**Directions**
Could you extract every entry below and reproduce it exactly?

[Dataset excerpts on object pointing]
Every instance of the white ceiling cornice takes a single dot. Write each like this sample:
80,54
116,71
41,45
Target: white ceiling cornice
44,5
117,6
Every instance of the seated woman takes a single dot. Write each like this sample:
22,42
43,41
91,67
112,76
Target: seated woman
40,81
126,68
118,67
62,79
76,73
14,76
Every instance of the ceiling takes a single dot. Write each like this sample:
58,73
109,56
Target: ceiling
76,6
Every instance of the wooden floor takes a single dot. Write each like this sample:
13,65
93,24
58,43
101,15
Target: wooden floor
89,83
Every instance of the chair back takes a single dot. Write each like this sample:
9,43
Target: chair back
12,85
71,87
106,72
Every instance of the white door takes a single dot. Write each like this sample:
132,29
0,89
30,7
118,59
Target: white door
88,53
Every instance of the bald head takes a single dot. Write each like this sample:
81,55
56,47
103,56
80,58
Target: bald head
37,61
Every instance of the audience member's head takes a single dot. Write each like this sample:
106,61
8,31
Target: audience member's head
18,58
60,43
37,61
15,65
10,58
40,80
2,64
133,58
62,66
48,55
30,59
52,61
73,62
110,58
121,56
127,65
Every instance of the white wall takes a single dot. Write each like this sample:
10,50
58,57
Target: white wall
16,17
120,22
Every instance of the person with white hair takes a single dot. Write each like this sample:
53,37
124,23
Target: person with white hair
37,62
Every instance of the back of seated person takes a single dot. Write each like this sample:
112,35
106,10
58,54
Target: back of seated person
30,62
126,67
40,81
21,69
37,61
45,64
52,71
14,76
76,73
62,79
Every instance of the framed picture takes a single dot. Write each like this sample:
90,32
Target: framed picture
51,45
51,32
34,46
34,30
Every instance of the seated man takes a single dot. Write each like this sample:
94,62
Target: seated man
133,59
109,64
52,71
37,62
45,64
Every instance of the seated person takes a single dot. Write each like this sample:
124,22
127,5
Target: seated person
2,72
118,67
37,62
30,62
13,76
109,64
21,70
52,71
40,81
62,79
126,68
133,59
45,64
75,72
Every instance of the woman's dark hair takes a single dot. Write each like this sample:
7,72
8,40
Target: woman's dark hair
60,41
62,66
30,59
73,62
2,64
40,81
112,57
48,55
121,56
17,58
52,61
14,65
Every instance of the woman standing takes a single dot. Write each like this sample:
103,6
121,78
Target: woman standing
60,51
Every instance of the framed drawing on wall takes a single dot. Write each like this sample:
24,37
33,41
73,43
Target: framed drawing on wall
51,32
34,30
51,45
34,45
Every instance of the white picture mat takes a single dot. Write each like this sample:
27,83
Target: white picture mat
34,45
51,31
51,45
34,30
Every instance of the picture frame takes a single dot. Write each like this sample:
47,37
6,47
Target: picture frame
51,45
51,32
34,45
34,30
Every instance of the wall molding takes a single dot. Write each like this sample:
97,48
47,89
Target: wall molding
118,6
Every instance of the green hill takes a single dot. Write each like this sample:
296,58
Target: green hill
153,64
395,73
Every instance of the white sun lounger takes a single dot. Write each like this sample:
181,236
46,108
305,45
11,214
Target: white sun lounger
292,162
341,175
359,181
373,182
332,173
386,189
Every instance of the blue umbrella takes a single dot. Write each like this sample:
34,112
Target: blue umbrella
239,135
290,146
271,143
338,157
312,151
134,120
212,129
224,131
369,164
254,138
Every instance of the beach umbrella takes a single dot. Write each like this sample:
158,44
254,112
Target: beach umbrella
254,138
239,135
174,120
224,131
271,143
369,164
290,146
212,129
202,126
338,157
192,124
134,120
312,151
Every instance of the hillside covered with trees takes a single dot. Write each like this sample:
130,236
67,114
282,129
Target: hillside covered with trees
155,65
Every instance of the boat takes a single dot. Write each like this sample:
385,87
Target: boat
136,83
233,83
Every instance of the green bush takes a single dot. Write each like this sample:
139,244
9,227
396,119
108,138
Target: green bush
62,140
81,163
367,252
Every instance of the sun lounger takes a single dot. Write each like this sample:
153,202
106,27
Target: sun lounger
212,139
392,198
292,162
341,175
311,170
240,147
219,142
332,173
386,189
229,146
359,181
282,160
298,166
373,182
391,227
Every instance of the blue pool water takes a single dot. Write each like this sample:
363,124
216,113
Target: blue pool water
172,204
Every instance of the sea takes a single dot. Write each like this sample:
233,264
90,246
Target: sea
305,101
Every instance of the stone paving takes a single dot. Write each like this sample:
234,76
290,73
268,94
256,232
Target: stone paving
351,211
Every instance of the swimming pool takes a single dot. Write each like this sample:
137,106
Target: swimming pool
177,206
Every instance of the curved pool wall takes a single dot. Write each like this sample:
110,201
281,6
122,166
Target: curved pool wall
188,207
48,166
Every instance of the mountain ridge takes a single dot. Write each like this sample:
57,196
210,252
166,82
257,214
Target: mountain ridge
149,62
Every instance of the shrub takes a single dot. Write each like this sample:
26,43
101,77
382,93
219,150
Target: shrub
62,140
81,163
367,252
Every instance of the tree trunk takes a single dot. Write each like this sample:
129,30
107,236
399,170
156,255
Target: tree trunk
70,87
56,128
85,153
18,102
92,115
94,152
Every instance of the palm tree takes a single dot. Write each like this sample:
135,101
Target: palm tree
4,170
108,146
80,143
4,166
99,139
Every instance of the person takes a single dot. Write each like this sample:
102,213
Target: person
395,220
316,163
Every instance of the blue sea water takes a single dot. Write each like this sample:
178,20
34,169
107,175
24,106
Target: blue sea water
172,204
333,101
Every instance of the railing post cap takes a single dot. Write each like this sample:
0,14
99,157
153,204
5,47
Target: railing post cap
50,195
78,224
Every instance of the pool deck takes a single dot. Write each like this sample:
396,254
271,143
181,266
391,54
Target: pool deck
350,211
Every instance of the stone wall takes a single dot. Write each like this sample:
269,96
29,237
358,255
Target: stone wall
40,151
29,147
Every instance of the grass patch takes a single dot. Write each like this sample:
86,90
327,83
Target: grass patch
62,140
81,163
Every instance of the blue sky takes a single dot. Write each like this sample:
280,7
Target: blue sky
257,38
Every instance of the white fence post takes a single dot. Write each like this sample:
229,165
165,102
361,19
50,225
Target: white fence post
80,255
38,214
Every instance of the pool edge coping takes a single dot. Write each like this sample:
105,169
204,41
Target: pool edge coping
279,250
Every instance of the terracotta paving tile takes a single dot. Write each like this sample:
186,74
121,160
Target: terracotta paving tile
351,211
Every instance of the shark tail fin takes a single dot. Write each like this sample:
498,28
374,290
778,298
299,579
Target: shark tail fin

**Exercise answer**
Every instance of the white ceiling cornice takes a single dot. Write each like this sample:
80,54
116,71
41,45
Target: white ceiling cornice
44,5
117,6
Every instance of the seated woman takes a single dot. Write each like this sample:
22,42
43,41
91,67
112,76
Target: seated woman
40,81
126,68
118,67
62,79
76,73
14,76
Every instance of the ceiling takes a single dot. Write each like this sample:
58,73
109,56
Target: ceiling
76,6
Every instance of the wooden floor takes a single dot. Write each like this sample:
13,65
93,24
58,43
101,15
Target: wooden floor
89,83
Every instance of the chair back takes a single dot. Write each like this sample:
9,43
Target: chair back
12,85
71,87
106,72
Every instance of the white door takes a single dot. Write each like this sample:
132,29
0,89
30,7
118,59
Target: white door
88,53
Every instance of the bald head takes a single dot. Write each like this sample:
81,55
56,47
103,56
80,58
Target: bald head
37,61
Every instance of the audience member's head takes a single dot. Write each like this sample:
106,61
8,31
Target: audience member's head
18,58
60,43
37,61
15,65
10,58
40,80
2,64
133,58
62,66
48,55
30,59
52,61
73,62
110,58
121,56
127,65
Every instance of the white wall takes a single dot. Write each like this sample:
10,50
58,57
Target: white wall
16,17
120,22
Every instance of the person with white hair takes a single dot. Write each like this sample:
53,37
124,23
Target: person with white hair
37,62
Every instance of the back of seated person takes a single dot. Write each like this sample:
112,35
106,10
58,54
Target: back of seated person
30,62
126,67
40,81
21,69
37,61
45,64
52,71
14,76
76,73
62,79
Every instance of the framed picture takes a single dot. Write each like this sample:
90,32
Target: framed picture
51,45
51,32
34,46
34,30
Every instance of the seated man takes a single dot. Write each like this sample:
94,62
Target: seated man
133,59
109,64
52,71
37,62
45,64
Every instance of the seated person takes a single dot. Write each like this sample:
124,22
127,5
Target: seated person
2,72
118,67
37,62
30,62
13,76
109,64
21,70
52,71
40,81
62,79
126,68
133,59
45,64
75,72
Every instance of the woman's dark hair takes a single dot. Write each like this sample:
7,72
8,40
Target: woman's dark hair
60,41
62,66
30,59
73,62
2,64
40,81
112,57
48,55
121,56
17,58
52,61
14,65
Every instance of the woman standing takes a single dot. Write each like this sample:
103,6
121,78
Target: woman standing
60,51
Every instance of the framed drawing on wall takes a single dot. Write each like this sample:
24,37
33,41
73,43
Target: framed drawing on wall
51,32
34,30
51,45
34,45
Every instance of the white picture mat takes a single dot. Write each like this sample:
27,83
Target: white picture mat
34,45
51,31
51,45
34,30
Every instance of the picture frame takes a single dot. Write each like this sample:
47,37
6,47
Target: picture frame
51,45
51,32
34,45
34,30
Every instance of the wall molding takes a single dot. Write each like this sample:
97,48
47,89
Target: wall molding
118,6
Every instance of the green hill takes a single dot. Write each like this sample:
296,58
Target: green hill
153,64
395,73
Every instance of the white sun lounger takes a single dot. Write each like this sample:
181,236
46,108
305,45
11,214
Target: white sun lounger
292,162
341,175
359,181
373,182
332,173
386,189
Every instance of the blue umbrella takes a single dot. Write each like this sample:
34,112
Target: blue umbrella
239,135
290,146
271,143
338,157
312,151
134,120
212,129
224,131
369,164
254,138
Every instance of the beach umbrella takes a single dot. Write each like this sample:
158,44
254,112
Target: beach umbrella
254,138
239,135
174,120
224,131
271,143
369,164
290,146
212,129
202,126
338,157
192,124
134,120
312,151
Every instance of the hillside covered with trees takes a single dot. Write each like this sample:
130,236
67,114
282,129
Target: hillside covered with trees
155,65
Every instance of the boat takes a single dot. Write each like this sample:
385,87
Target: boat
136,83
233,83
Every instance of the green bush takes a single dot. Write each like this sample:
139,244
9,227
396,119
108,138
Target: green bush
62,140
81,163
367,252
Every instance of the sun lounger takes a single dot. Write each like this sample:
153,202
106,27
Target: sun lounger
212,139
392,198
292,162
341,175
311,170
240,147
219,142
332,173
386,189
229,146
359,181
282,160
298,166
373,182
391,227
Every instance of the blue pool water takes a single dot. Write each like this sample:
363,124
216,113
Target: blue pool water
172,204
Every instance of the sea takes a single dot. Write each like this sample:
233,264
90,246
Target: sea
305,101
Every instance of the stone paving takes a single dot. Write each like this sample:
234,76
290,73
268,94
256,232
Target: stone paving
351,211
Every instance of the swimming pool takes a single dot. Write each like this sample:
137,106
Target: swimming pool
177,206
Every instance of the curved pool wall takes a single dot. Write each like this sample:
110,201
281,6
122,166
Target: curved pool wall
188,207
48,166
Every instance of the mountain ridge takes a single dot. Write each like this sample:
57,196
210,252
166,82
257,214
Target: mountain ridge
149,62
Every instance of the shrub takes a single dot. Write each like this sample:
26,43
101,77
382,93
219,150
Target: shrub
62,140
81,163
367,252
Every instance of the tree trunk takes a single dot. Write each like this sample:
129,30
107,236
399,170
156,255
Target: tree trunk
70,87
56,128
85,153
18,102
92,115
94,152
Every instance of the palm tree takes a single dot. Write each like this sample:
135,101
Target: palm tree
4,170
108,146
80,143
4,166
99,139
Every instance of the person takes a single dot. Write each like this sample:
102,213
Target: person
395,220
316,163
Every instance of the blue sea water takes a single dot. Write each like this sample:
178,20
34,169
107,175
24,106
Target: blue sea water
172,204
333,101
Every instance of the railing post cap takes a single dot. Write each like this sample:
0,14
99,157
153,204
5,47
Target: railing post cap
50,195
78,224
Every instance of the pool deck takes a single dot. Write each like this sample:
396,254
271,143
181,266
391,54
Target: pool deck
350,211
Every instance of the stone wall takes a single dot. Write each like this sample:
269,96
29,237
358,255
Target: stone wall
40,151
29,147
Every instance of the grass patch takes a single dot. Write each like this sample:
86,90
327,83
Target: grass patch
62,140
81,163
Every instance of the blue sky takes a single dot. Write each like this sample:
280,7
Target: blue sky
257,38
Every instance of the white fence post takes a single dot. Write each like this sample:
229,165
165,102
361,19
50,225
Target: white fence post
80,255
38,214
Every instance of the pool edge coping takes a single dot. Write each like this sample:
105,169
204,41
Target: pool edge coping
279,250
Every instance of the terracotta paving tile takes a single dot. Write each like this sample:
186,74
121,160
Target: terracotta paving tile
351,211
Every instance of the shark tail fin takes a single dot. Write each like this sample:
498,28
374,290
778,298
299,579
Target: shark tail fin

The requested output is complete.